The code in this snippet if for DBPro but, it shows the simple math behind axis aligned rotation and should be easy to port to agk. I use, user defined types in the demo. You can also use vector and matrix math, if available in agk or use arrays.
type t_Vector
x as float
y as float
z as float
w as float
endtype
type t_Matrix
m00 as float
m01 as float
m02 as float
m10 as float
m11 as float
m12 as float
m20 as float
m21 as float
m22 as float
endtype
axisRot as t_Vector
axisRot.x = 1
axisRot.y = 1
axisRot.z = 1
axisRot.w = 0
sync on
sync rate 60
backdrop on
color backdrop 0
autocam off
position camera 0, 0, -100
make object cube 1, 20
do
AxisRotateObject(1, axisRot)
sync
axisRot.w = wrapvalue(axisRot.w+1)
loop
end
function AxisRotateObject(objID as integer, axisAngle as t_Vector)
local c as float
local s as float
local t as float
local x as float
local y as float
local z as float
local mag as float
local matRot as t_Matrix
` normalize axis vector
x = axisAngle.x
y = axisAngle.y
z = axisAngle.z
mag = sqrt(x*x+y*y+z*z)
x = x/mag
y = y/mag
z = z/mag
` set angle variables
c = cos(axisAngle.w)
s = sin(axisAngle.w)

→ **Material**:
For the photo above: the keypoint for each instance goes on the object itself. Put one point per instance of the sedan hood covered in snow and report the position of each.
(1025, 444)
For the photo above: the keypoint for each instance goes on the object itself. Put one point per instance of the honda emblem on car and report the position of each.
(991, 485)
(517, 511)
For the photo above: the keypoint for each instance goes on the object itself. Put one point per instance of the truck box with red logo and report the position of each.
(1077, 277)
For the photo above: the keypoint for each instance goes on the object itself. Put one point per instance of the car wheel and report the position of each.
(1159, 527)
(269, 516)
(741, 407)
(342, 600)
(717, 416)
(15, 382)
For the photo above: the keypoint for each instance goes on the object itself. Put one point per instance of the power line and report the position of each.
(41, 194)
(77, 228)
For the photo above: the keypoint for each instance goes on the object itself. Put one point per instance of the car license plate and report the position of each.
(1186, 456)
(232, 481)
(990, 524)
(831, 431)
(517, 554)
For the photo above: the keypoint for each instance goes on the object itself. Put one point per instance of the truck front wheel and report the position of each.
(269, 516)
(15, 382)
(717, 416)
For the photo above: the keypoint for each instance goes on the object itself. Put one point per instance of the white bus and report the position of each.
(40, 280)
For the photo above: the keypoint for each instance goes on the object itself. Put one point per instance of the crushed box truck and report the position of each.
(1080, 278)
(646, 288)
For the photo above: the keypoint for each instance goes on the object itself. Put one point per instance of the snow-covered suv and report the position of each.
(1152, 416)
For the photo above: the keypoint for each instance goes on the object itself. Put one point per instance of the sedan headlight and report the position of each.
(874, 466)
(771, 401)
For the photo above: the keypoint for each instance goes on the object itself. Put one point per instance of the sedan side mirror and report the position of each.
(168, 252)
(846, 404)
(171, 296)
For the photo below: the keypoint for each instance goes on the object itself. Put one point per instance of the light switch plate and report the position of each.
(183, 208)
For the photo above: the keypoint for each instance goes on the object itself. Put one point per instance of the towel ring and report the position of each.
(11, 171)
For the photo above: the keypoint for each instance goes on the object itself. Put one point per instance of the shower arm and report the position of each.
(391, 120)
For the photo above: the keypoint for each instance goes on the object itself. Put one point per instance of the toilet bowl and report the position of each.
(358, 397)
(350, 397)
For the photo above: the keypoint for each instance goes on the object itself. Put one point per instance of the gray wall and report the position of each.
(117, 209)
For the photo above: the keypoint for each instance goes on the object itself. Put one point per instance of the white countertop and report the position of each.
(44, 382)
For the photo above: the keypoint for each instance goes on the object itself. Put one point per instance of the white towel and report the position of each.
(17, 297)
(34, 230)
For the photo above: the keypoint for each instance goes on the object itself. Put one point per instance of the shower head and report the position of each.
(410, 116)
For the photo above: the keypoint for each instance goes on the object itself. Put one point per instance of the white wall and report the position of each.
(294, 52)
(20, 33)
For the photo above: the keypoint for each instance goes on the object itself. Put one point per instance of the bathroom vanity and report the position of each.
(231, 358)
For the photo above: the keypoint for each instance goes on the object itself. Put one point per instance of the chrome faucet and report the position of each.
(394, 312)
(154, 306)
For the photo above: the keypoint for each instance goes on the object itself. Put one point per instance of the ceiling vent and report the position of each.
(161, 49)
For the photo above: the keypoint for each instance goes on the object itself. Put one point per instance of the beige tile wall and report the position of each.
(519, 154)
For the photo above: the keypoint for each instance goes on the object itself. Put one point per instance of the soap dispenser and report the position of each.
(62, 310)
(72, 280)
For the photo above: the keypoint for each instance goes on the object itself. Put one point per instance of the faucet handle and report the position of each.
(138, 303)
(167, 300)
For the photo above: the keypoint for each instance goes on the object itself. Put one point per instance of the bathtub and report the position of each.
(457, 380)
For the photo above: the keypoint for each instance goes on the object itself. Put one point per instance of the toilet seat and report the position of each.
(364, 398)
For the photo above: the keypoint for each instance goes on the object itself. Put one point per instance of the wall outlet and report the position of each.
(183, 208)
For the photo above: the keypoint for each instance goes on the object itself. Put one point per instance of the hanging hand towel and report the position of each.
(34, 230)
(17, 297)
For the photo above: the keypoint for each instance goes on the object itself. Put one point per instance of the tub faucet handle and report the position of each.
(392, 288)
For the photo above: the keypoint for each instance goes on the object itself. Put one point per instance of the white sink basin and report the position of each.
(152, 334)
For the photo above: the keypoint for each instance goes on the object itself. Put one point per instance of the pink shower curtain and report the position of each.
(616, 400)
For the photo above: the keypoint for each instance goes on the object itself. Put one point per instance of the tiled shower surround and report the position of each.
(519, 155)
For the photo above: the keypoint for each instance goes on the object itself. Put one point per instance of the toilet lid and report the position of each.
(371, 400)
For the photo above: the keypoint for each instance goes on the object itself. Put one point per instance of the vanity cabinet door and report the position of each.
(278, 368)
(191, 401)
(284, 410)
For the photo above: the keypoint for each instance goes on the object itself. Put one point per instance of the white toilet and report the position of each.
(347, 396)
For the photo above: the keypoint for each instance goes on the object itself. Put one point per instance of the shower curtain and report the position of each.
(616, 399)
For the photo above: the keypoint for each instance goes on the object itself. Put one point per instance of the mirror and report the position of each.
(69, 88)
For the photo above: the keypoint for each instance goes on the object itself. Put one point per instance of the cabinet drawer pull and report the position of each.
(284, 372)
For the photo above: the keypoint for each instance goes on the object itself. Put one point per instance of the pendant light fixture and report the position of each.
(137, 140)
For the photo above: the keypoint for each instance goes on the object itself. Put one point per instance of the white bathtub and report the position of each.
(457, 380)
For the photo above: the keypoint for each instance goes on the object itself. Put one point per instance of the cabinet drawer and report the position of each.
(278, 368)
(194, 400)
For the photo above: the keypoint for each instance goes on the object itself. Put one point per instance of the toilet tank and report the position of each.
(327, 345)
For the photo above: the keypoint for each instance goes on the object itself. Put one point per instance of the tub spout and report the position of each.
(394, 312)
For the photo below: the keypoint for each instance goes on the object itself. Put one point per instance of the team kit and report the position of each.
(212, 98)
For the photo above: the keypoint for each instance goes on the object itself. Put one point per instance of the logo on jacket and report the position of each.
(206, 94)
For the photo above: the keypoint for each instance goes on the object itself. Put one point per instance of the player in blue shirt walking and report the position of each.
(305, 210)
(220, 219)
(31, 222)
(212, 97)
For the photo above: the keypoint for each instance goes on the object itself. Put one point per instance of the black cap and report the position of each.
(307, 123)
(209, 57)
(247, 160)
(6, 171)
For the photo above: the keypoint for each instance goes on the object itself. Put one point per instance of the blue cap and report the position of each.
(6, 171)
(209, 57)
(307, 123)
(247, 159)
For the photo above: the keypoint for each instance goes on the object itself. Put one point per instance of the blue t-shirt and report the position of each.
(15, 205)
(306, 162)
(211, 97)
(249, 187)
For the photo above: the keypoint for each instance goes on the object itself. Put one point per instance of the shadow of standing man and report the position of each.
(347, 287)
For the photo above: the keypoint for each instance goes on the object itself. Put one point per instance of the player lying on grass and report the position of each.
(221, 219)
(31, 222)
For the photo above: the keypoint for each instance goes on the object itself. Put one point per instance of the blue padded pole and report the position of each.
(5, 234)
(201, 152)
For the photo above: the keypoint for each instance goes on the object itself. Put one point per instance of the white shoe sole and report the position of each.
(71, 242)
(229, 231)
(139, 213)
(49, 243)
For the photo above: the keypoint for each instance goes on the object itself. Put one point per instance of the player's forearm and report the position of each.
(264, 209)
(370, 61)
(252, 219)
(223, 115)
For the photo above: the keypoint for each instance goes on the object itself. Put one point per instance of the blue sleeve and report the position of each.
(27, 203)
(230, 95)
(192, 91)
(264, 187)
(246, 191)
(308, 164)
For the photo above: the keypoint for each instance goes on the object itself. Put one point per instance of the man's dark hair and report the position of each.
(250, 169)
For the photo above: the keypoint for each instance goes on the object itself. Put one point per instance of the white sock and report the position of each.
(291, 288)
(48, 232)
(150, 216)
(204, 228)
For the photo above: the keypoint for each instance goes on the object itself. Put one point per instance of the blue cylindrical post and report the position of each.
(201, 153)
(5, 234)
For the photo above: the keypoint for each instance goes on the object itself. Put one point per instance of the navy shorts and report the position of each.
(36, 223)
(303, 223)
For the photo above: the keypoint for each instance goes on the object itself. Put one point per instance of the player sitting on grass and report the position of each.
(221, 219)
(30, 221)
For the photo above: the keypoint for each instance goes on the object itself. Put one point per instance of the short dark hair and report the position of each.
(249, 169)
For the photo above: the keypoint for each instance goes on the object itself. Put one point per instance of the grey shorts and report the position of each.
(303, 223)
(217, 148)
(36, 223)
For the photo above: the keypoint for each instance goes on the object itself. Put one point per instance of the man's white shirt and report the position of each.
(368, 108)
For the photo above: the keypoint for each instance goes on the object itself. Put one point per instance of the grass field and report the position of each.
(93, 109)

→ **Your tasks**:
1/ Name every local variable that the AxisRotateObject function in the DBPro axis rotation snippet declares as a float.
2/ Write the next part of the DBPro axis rotation snippet, starting right after its last line.

→ **Exercise responses**:
1/ c, s, t, x, y, z, mag

2/
t = 1-c
` build rotation matrix
matRot.m00 = t*x*x+c
matRot.m01 = t*x*y+s*z
matRot.m02 = t*x*z-s*y
matRot.m10 = t*x*y-s*z
matRot.m11 = t*y*y+c
matRot.m12 = t*y*z+s*x
matRot.m20 = t*x*z+s*y
matRot.m21 = t*y*z-s*x
matRot.m22 = t*z*z+c
` if agk uses a right handed rotation matrix you will
` need to built the matrix transpose
` m00 = m00 : m01 = m10 : m02 = m20
` m10 = m01 : m11 = m11 : m12 = m21
` m20 = m02 : m21 = m12 : m22 = m22
` get euler angles from matrix
x = atanfull(matRot.m12, matRot.m22)
y = -asin(matRot.m02)
z = atanfull(matRot.m01, matRot.m00)
` check gimbal lock
if (matRot.m02>0.99999)
x = atanfull(matRot.m10, matRot.m20)
y = -90.0
z = 0.0
endif
if (matRot.m02<-0.99999)
x = atanfull(matRot.m10, matRot.m20)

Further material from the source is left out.